(Segmentation labeling entries)
========================

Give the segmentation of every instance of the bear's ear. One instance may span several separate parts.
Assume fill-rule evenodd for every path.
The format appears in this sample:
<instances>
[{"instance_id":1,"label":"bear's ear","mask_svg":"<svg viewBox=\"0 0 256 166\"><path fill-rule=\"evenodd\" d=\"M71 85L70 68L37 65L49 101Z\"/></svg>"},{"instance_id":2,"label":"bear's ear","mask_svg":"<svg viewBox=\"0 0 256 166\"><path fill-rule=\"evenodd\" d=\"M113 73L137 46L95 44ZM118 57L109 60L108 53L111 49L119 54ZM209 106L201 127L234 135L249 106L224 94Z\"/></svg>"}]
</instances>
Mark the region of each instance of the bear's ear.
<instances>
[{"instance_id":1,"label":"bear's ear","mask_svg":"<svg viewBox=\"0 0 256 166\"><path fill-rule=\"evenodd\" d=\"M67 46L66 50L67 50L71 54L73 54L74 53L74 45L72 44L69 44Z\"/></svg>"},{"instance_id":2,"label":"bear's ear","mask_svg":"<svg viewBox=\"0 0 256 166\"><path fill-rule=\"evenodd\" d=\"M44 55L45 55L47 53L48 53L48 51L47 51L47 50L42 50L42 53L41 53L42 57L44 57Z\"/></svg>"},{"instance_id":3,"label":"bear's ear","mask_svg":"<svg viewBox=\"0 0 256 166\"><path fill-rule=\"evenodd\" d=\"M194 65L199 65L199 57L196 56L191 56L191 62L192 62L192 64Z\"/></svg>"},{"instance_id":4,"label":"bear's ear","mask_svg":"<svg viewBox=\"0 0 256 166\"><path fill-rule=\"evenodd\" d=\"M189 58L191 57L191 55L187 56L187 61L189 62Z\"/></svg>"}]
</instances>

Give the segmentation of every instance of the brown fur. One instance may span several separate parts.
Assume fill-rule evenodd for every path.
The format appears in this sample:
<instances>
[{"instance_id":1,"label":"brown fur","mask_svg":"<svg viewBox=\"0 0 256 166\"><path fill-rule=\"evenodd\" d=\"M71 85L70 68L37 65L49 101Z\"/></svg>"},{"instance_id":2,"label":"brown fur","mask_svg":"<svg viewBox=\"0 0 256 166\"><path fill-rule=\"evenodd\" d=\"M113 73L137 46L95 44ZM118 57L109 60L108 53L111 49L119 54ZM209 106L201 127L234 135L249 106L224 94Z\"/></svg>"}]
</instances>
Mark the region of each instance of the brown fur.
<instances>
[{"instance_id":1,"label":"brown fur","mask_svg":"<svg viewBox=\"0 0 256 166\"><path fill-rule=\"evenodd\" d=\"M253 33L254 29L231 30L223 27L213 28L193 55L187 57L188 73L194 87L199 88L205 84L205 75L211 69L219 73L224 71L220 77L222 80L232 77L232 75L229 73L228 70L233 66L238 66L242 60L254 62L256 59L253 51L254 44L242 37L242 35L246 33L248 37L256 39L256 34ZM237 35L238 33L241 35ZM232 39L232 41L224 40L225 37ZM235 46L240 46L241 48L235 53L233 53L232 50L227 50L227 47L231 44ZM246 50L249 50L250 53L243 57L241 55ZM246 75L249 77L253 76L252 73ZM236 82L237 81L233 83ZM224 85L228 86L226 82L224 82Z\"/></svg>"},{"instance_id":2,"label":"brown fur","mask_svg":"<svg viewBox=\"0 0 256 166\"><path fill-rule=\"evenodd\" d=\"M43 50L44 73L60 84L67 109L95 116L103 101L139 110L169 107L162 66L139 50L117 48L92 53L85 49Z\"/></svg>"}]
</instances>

========================

▶ [Set problem] Reproduce every one of the segmentation labeling entries above word for word, with no changes.

▶ [Problem solution]
Give the segmentation of every instance of the bear's ear. One instance may span several separate parts.
Assume fill-rule evenodd for every path.
The format appears in this sample:
<instances>
[{"instance_id":1,"label":"bear's ear","mask_svg":"<svg viewBox=\"0 0 256 166\"><path fill-rule=\"evenodd\" d=\"M71 85L70 68L37 65L49 101Z\"/></svg>"},{"instance_id":2,"label":"bear's ear","mask_svg":"<svg viewBox=\"0 0 256 166\"><path fill-rule=\"evenodd\" d=\"M113 73L137 46L95 44ZM118 57L109 60L108 53L111 49L119 54ZM209 106L201 127L234 135L249 106L224 94Z\"/></svg>"}]
</instances>
Mark the region of each instance of the bear's ear.
<instances>
[{"instance_id":1,"label":"bear's ear","mask_svg":"<svg viewBox=\"0 0 256 166\"><path fill-rule=\"evenodd\" d=\"M67 46L66 50L67 50L71 54L73 54L74 53L74 45L72 44L69 44Z\"/></svg>"},{"instance_id":2,"label":"bear's ear","mask_svg":"<svg viewBox=\"0 0 256 166\"><path fill-rule=\"evenodd\" d=\"M44 55L45 55L47 53L48 53L48 51L47 51L47 50L42 50L42 53L41 53L42 57L44 57Z\"/></svg>"},{"instance_id":3,"label":"bear's ear","mask_svg":"<svg viewBox=\"0 0 256 166\"><path fill-rule=\"evenodd\" d=\"M194 65L199 65L199 57L196 56L191 56L191 62L192 62L192 64Z\"/></svg>"},{"instance_id":4,"label":"bear's ear","mask_svg":"<svg viewBox=\"0 0 256 166\"><path fill-rule=\"evenodd\" d=\"M189 58L191 57L191 55L187 56L187 61L189 62Z\"/></svg>"}]
</instances>

Give the segmentation of every instance of the brown fur. One instance may span several separate parts.
Assume fill-rule evenodd for every path.
The format appears in this sample:
<instances>
[{"instance_id":1,"label":"brown fur","mask_svg":"<svg viewBox=\"0 0 256 166\"><path fill-rule=\"evenodd\" d=\"M71 85L70 68L37 65L49 101Z\"/></svg>"},{"instance_id":2,"label":"brown fur","mask_svg":"<svg viewBox=\"0 0 256 166\"><path fill-rule=\"evenodd\" d=\"M113 73L137 46L95 44ZM118 57L109 60L108 53L111 49L119 54ZM209 106L201 127L234 135L249 106L224 94Z\"/></svg>"}]
</instances>
Mark the region of each instance of the brown fur.
<instances>
[{"instance_id":1,"label":"brown fur","mask_svg":"<svg viewBox=\"0 0 256 166\"><path fill-rule=\"evenodd\" d=\"M253 33L254 29L231 30L223 27L213 28L193 55L187 57L188 73L194 87L199 88L205 84L205 75L211 69L219 73L224 71L220 77L222 80L232 77L232 75L229 73L228 70L233 66L238 66L242 60L254 62L256 59L253 51L254 44L242 37L242 35L246 33L248 37L256 39L256 34ZM237 35L238 33L241 35ZM232 39L232 41L224 40L225 37ZM235 46L240 46L241 48L235 53L233 53L232 50L227 50L227 47L231 44ZM246 50L249 50L250 53L243 57L241 55ZM246 75L249 77L253 76L252 73ZM236 82L237 81L233 83ZM224 85L228 86L226 82L224 82Z\"/></svg>"},{"instance_id":2,"label":"brown fur","mask_svg":"<svg viewBox=\"0 0 256 166\"><path fill-rule=\"evenodd\" d=\"M43 50L44 73L60 84L67 109L95 116L103 101L139 110L169 107L162 66L139 50L117 48L92 53L85 49Z\"/></svg>"}]
</instances>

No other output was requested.